Rows of box annotation data:
-- begin --
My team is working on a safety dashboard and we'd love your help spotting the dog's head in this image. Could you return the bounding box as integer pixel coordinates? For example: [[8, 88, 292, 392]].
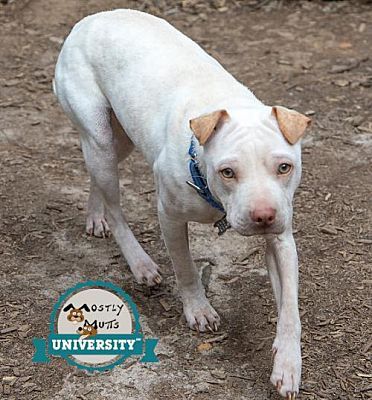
[[190, 106, 310, 235], [63, 303, 90, 323], [76, 320, 98, 336]]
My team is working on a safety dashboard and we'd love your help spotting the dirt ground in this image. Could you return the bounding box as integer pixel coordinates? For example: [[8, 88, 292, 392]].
[[0, 0, 372, 400]]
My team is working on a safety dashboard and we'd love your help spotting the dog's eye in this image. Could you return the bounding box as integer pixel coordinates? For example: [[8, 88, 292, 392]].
[[220, 168, 235, 179], [278, 163, 292, 175]]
-- end --
Your instructions:
Print all of the lines above word for word, leaving out the pictures.

Solution below:
My team is working on a safety dashboard and we'd love your help spotting the dog's head in this image. Could you return the bounding box as integer pixel coordinates? For example: [[8, 88, 292, 392]].
[[190, 106, 310, 235], [63, 303, 90, 323], [76, 320, 98, 336]]
My team is working on a safety dashboard and we'd love your help spotting the dirt ground in this image. Could you return the bounding box as integer pixel coordinates? For example: [[8, 88, 292, 392]].
[[0, 0, 372, 400]]
My team is working on a safety dashboard and we'd love your help spotting the dog's eye in this image. Could you return the bounding box as integer pixel coordinates? For example: [[8, 88, 292, 392]].
[[220, 168, 235, 179], [278, 163, 292, 175]]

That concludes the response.